[AIM]: The output should consist solely of the line containing "In this exercise you will pick out the green plant" and the lines that follow it through the end of the data below.

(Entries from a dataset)
## START
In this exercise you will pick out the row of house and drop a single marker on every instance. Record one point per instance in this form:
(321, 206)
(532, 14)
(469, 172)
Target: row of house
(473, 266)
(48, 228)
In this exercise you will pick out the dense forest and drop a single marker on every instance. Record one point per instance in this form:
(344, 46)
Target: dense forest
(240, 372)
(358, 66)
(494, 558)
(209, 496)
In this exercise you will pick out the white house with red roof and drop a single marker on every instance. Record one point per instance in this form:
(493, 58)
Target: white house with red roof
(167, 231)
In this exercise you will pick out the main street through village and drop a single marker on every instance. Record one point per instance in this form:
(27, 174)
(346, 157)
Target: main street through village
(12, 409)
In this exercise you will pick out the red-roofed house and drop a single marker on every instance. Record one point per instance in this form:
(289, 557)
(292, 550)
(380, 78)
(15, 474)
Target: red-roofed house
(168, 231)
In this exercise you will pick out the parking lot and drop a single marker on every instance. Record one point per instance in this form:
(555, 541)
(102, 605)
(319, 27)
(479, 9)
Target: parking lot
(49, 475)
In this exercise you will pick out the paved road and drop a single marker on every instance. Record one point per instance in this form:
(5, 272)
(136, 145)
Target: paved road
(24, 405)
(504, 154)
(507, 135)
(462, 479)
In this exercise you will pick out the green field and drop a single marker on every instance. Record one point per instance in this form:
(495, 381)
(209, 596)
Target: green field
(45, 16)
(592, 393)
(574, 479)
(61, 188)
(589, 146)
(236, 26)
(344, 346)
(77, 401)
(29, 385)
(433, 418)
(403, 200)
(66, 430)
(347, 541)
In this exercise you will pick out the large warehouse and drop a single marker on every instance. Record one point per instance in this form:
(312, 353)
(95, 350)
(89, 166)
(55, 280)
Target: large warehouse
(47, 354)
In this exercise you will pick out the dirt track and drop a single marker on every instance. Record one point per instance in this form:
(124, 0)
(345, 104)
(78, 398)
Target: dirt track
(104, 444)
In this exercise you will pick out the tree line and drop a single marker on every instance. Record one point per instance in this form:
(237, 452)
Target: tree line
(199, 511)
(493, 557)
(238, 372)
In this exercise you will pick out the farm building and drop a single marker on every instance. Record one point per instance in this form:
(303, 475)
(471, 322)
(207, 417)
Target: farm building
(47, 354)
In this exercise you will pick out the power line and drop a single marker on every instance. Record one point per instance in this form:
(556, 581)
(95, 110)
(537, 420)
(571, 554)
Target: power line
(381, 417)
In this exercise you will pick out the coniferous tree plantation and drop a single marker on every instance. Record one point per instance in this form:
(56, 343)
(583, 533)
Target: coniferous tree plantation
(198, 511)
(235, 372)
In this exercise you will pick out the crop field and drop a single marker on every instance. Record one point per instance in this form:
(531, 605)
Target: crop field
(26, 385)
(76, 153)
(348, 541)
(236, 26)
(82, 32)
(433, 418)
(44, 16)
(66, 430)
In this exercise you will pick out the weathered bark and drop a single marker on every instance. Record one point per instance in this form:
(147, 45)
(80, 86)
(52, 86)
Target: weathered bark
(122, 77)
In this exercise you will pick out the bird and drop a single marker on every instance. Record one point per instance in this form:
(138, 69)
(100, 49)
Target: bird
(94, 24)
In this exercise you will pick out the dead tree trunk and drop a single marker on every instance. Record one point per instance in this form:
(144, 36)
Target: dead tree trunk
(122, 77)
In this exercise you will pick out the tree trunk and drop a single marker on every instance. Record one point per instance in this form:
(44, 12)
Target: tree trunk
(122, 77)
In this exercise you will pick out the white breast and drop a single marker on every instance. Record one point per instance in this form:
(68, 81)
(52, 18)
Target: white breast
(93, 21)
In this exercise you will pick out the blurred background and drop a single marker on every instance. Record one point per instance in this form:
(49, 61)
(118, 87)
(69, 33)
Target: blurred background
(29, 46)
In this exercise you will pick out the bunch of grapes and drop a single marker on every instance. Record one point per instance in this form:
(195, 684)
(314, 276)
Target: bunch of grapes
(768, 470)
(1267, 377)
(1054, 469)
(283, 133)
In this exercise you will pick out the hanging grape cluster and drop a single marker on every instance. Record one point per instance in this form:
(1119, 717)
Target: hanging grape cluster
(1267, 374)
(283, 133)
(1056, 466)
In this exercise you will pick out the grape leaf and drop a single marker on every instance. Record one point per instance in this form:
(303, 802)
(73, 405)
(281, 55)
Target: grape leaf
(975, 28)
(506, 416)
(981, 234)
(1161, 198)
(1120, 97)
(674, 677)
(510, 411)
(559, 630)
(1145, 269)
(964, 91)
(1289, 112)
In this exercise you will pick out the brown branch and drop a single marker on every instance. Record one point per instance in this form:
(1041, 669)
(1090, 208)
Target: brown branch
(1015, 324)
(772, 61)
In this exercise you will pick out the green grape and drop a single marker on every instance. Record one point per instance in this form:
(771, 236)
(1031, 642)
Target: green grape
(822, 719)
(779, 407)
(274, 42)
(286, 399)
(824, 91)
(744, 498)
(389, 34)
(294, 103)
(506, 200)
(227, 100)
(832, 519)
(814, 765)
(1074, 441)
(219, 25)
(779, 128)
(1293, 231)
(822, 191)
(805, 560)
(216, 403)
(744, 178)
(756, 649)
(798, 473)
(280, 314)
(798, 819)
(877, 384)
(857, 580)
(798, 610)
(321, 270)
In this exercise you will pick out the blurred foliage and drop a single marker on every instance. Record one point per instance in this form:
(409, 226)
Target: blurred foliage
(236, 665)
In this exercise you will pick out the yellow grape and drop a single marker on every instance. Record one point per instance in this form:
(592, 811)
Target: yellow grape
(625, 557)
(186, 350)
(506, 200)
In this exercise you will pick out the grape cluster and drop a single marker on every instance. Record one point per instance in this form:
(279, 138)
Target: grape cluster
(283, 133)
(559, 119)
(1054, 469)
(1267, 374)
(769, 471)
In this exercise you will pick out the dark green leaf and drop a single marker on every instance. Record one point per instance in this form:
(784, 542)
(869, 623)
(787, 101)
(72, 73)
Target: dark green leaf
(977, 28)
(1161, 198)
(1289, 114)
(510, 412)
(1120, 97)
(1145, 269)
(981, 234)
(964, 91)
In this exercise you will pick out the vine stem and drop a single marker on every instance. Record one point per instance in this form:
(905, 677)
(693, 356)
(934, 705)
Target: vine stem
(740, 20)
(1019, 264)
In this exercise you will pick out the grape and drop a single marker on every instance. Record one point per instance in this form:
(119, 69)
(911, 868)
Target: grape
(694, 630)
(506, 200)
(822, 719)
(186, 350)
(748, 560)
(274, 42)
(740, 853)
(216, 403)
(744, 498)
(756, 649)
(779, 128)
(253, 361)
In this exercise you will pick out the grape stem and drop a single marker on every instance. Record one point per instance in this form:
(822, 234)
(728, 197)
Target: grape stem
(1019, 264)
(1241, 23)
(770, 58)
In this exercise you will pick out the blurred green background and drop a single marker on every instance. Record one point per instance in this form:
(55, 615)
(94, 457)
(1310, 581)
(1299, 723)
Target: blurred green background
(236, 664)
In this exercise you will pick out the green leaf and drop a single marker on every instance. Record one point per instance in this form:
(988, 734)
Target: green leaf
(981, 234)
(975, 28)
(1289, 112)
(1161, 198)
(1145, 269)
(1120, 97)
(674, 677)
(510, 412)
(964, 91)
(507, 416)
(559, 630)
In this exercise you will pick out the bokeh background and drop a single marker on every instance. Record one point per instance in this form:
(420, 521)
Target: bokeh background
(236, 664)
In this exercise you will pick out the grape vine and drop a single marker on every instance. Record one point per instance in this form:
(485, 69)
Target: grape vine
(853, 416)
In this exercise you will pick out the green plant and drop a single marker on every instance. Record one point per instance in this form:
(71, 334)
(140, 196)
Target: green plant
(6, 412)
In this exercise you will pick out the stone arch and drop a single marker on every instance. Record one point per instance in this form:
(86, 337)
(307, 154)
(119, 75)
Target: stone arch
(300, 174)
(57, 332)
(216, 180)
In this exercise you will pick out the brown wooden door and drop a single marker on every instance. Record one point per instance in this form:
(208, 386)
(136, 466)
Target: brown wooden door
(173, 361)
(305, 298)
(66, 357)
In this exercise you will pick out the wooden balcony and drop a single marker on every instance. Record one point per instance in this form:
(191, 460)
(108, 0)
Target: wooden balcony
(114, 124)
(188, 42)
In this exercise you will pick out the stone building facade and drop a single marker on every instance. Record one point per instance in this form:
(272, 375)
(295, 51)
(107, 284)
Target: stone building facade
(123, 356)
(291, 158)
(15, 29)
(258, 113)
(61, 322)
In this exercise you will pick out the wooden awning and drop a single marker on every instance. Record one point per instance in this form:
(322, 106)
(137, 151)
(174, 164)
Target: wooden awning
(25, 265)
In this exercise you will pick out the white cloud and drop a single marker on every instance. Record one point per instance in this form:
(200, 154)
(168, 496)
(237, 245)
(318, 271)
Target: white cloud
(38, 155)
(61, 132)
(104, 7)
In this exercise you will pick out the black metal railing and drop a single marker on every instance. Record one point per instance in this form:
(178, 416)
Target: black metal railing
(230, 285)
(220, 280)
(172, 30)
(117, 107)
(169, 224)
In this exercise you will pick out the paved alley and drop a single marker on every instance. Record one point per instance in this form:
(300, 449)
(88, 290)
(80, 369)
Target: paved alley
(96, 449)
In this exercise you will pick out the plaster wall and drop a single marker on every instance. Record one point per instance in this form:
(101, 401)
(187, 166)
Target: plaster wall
## END
[SOLUTION FOR THIS EXERCISE]:
In this exercise you will pick out the green plant and drop a single marker on every instance. Record one point per instance in this form:
(71, 334)
(140, 196)
Target: green plant
(6, 412)
In this exercise you will pick out the stone arch and drop a single marker on every instance. Record one point per instance in this form:
(86, 337)
(307, 154)
(119, 75)
Target: stone arch
(300, 174)
(57, 332)
(216, 180)
In this exercise you will pick out the brown wooden door and drop a single marker on every instance. Record one point per instance in this form:
(208, 386)
(136, 466)
Target: brown wooden door
(173, 361)
(305, 298)
(66, 357)
In this exercise you will pick out the wooden balcony and drop a single marker on every instance. Record one point per instance in this form:
(191, 460)
(108, 0)
Target: wooden balcony
(114, 124)
(188, 42)
In this exercise you will pick out the stone building facade and drop a single marker on every instance. Record one point per instance in this form:
(272, 375)
(295, 51)
(107, 284)
Target: stone building facade
(123, 356)
(291, 158)
(15, 29)
(258, 113)
(61, 322)
In this exercise you will pick out the wooden awning and drop a single marker on every instance. Record one point per instance in this form:
(322, 106)
(137, 151)
(174, 164)
Target: wooden awning
(25, 265)
In this exercise you will pick out the white cloud and drop a single marker on every instance. Record one point per instance in this form:
(200, 154)
(168, 496)
(237, 245)
(318, 271)
Target: white cloud
(38, 155)
(61, 132)
(104, 7)
In this exercise you will pick out the black metal railing and drop a single marker on every instance. Record one point per instance in this form:
(178, 416)
Target: black metal railing
(230, 285)
(220, 280)
(172, 30)
(117, 107)
(169, 224)
In this exercise you will pick out the paved alley and drop a single marker on every instance. Record one point per instance in this form:
(300, 449)
(88, 290)
(80, 369)
Target: paved alley
(96, 449)
In this exercise you will pick out the plaster wall and drop a single marker on every instance. Record one point per instance in this form:
(101, 401)
(187, 166)
Target: plaster wall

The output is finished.